+++ Material for the task +++

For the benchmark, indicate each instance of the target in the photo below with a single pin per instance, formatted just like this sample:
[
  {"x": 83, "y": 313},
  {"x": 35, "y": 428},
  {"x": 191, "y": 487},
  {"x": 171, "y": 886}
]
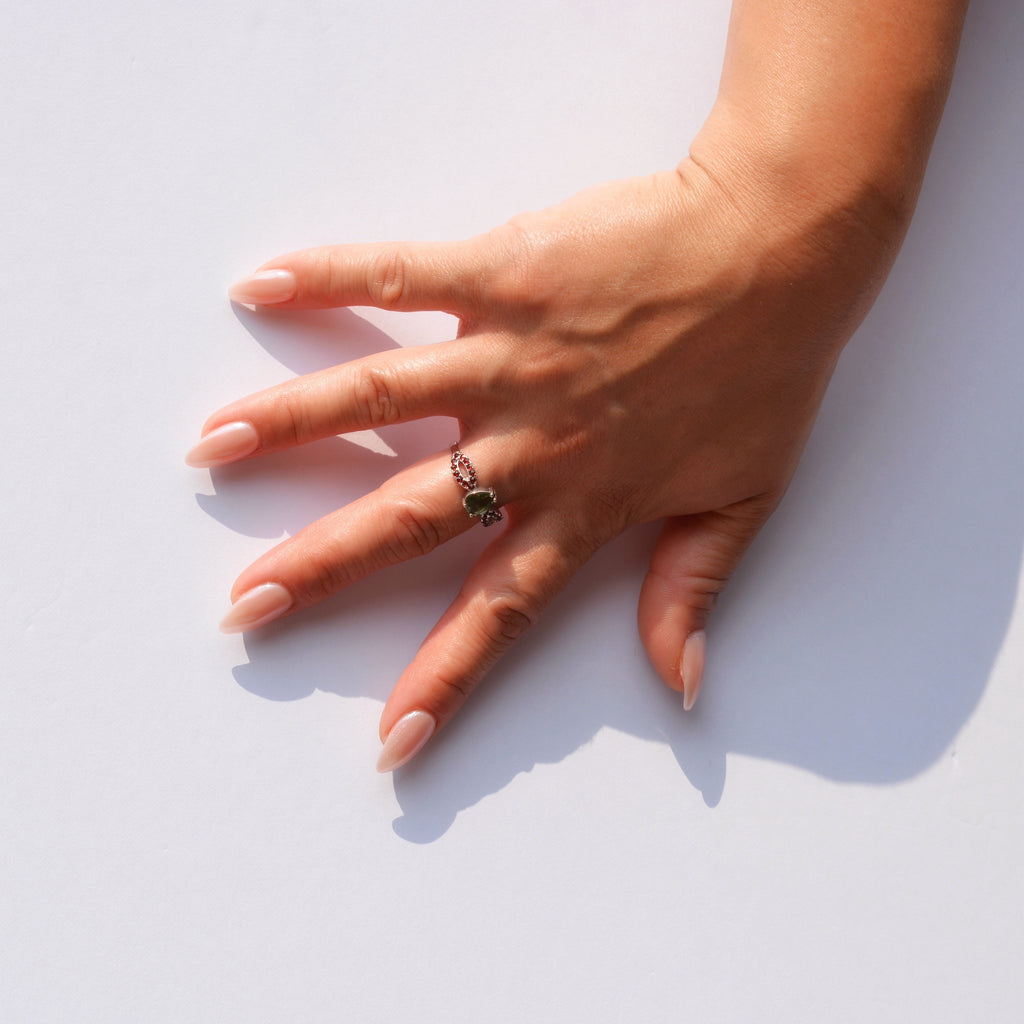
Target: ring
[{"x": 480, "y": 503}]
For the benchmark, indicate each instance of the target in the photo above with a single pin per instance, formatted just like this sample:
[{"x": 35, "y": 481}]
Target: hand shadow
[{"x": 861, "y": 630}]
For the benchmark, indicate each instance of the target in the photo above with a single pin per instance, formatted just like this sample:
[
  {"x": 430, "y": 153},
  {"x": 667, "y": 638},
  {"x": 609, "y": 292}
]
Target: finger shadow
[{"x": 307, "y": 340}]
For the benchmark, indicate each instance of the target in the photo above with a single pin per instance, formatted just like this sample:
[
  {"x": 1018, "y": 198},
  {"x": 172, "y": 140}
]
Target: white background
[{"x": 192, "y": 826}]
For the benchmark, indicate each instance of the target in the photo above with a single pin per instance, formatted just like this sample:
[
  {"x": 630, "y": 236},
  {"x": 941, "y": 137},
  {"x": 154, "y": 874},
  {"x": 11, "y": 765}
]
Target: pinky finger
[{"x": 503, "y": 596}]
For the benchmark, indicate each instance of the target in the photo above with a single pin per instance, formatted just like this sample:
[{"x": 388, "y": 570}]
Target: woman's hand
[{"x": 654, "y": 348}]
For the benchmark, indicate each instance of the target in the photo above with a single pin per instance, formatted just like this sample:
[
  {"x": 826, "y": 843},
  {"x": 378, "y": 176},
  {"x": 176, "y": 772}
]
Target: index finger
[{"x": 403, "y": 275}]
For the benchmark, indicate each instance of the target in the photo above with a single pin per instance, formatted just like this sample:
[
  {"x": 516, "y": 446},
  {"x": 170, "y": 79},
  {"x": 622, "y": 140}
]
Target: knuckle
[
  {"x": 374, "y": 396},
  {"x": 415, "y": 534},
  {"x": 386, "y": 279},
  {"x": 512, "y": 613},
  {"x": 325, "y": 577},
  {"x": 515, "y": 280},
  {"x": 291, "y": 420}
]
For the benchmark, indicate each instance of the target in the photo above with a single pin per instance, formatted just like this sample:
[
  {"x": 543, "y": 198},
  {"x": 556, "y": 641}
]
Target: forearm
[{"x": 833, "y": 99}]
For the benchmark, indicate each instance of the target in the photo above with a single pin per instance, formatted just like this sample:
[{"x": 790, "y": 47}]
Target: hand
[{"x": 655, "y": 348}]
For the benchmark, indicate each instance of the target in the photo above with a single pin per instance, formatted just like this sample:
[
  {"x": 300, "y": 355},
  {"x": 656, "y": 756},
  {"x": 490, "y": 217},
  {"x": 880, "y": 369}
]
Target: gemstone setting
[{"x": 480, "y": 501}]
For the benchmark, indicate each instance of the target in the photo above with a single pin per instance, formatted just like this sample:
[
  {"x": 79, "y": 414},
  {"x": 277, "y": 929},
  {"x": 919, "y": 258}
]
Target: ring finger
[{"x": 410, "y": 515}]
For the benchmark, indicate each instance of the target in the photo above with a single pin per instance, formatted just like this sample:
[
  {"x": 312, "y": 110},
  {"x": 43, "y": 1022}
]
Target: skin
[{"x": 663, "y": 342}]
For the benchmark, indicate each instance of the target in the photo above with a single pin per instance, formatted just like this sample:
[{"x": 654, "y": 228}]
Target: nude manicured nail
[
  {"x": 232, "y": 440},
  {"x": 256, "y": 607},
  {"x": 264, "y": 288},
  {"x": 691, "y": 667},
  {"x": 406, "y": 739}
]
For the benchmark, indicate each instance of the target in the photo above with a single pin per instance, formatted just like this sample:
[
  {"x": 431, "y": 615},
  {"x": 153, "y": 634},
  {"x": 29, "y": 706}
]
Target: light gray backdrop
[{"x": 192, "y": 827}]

+++

Directive: Count the lines in the entries above that contain the string "shadow", with case counting, and reply with only the number.

Response for this exercise: 2